**The request:** Copy out the data below verbatim.

**Available records:**
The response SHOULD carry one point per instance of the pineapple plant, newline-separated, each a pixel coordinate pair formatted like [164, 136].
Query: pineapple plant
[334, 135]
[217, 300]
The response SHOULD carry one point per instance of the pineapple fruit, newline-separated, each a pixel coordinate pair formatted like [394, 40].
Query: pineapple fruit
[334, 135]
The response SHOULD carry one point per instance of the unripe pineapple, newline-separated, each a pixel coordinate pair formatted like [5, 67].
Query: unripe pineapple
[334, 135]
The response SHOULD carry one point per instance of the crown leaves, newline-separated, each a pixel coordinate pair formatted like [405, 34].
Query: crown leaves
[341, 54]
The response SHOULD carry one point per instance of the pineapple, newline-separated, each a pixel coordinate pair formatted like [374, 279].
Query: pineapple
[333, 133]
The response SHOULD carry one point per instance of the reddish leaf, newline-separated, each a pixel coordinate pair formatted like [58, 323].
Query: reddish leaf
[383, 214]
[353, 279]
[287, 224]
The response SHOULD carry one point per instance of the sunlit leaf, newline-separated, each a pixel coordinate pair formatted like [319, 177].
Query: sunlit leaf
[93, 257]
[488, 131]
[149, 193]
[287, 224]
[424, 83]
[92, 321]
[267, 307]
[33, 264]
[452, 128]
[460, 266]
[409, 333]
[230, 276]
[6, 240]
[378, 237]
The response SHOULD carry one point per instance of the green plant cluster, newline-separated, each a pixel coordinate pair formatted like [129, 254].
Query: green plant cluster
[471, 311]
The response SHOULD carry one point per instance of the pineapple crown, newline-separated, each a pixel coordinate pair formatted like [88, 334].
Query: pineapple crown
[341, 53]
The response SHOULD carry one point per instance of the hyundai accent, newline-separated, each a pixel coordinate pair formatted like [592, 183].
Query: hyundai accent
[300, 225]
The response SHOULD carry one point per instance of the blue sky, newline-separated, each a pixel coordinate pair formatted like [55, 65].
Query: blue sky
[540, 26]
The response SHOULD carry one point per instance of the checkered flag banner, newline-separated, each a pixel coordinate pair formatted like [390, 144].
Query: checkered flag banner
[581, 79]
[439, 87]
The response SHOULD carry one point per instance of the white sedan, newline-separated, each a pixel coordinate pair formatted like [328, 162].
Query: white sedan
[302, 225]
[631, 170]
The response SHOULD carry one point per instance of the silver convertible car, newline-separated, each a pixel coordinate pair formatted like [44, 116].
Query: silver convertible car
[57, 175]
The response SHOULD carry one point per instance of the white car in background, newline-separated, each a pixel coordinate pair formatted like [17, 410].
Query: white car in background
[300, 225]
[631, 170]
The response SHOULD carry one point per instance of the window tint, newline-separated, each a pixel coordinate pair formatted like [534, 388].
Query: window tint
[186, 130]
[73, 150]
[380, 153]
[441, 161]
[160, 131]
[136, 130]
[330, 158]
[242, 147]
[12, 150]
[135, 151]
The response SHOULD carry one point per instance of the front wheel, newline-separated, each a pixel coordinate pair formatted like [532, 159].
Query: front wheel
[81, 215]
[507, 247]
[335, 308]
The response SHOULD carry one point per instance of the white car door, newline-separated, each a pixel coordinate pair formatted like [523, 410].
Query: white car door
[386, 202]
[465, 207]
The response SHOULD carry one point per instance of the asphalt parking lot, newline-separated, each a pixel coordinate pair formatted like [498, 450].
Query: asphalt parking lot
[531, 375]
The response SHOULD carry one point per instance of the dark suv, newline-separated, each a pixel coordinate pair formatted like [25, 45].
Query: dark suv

**Final answer:**
The response SHOULD carry one point per instance of the pineapple plant, newline-separated, each a pixel coordinate pair formatted like [164, 136].
Query: pineapple plant
[334, 135]
[217, 300]
The response SHOULD carry one point per instance of the pineapple fruit, newline-separated, each a pixel coordinate pair formatted like [394, 40].
Query: pineapple fruit
[334, 135]
The response SHOULD carry one point per instance of the unripe pineapple, newline-separated, each a pixel coordinate pair formatted like [5, 67].
Query: unripe pineapple
[334, 135]
The response SHOULD carry one point per instance of the crown leaves, newline-separated, each a pixel coordinate pair formatted like [405, 34].
Query: crown leaves
[341, 54]
The response SHOULD carry one point per instance of the pineapple, newline-separated, each a pixel coordinate pair formatted like [374, 279].
Query: pineapple
[333, 133]
The response SHOULD carry one point per instance of the reddish leaf, newline-separated, each a pixel coordinate pair formatted like [58, 323].
Query: reddish leaf
[383, 214]
[353, 279]
[287, 224]
The response SHOULD carry one point per instance of the sunlit leaf, newline-separated, each a pixel coordinate pair formatted like [319, 177].
Query: sunlit leaf
[93, 257]
[488, 131]
[149, 193]
[287, 224]
[424, 83]
[92, 321]
[267, 307]
[33, 264]
[452, 128]
[460, 266]
[409, 333]
[230, 276]
[6, 240]
[378, 237]
The response SHOULD carry one point per instance of the green plant cluster, newline-separated, each a pixel coordinate pair formatted like [129, 254].
Query: green plant cluster
[471, 311]
The response SHOULD carry one point per instance of the pineapple crown, newline-separated, each a pixel coordinate pair formatted like [88, 334].
Query: pineapple crown
[341, 53]
The response SHOULD carry one point per instance of the hyundai accent, newline-separated, each a pixel coordinate pair formatted like [592, 183].
Query: hyundai accent
[300, 225]
The response SHOULD carry one point per instance of the blue sky, newline-separated, each a pixel coordinate pair formatted like [55, 65].
Query: blue sky
[540, 26]
The response SHOULD carry one point per instance of the checkered flag banner, newline-separated, each a pixel coordinate pair formatted like [390, 144].
Query: checkered flag banner
[581, 79]
[439, 87]
The response SHOULD carry one point per instance of the white sedan, newline-separated, each a pixel coordinate pair formatted like [328, 162].
Query: white sedan
[302, 225]
[631, 170]
The response SHOULD carry one point per instance of the silver convertible car, newline-separated, each a pixel coordinate pair formatted like [44, 116].
Query: silver convertible car
[57, 175]
The response SHOULD carry one point per instance of the white car in background, newline-separated, each a pixel coordinate pair formatted like [17, 410].
Query: white car in background
[300, 225]
[631, 170]
The response SHOULD carry one point per instance of the window tint, newline-separated, each a pixel coordinate pair formatted like [534, 388].
Query: window tint
[186, 130]
[73, 150]
[380, 153]
[441, 161]
[160, 131]
[136, 130]
[330, 158]
[242, 147]
[12, 150]
[135, 151]
The response SHOULD carry one point per instance of the front wheel, newline-separated, each a pixel coordinate pair formatted like [532, 159].
Query: front wheel
[81, 215]
[507, 247]
[335, 308]
The response SHOULD carry one point per instance of the white car door, newline-separated, each a pixel coordinate pair formatted like [523, 410].
Query: white car door
[386, 202]
[465, 207]
The response SHOULD carry one point per instance of the asphalt parking lot, newline-separated, each a pixel coordinate pair formatted like [498, 450].
Query: asphalt parking lot
[531, 375]
The response SHOULD carry one point per instance of the dark suv, newline-separated, each a pixel coordinate pair formatted like [25, 45].
Query: dark suv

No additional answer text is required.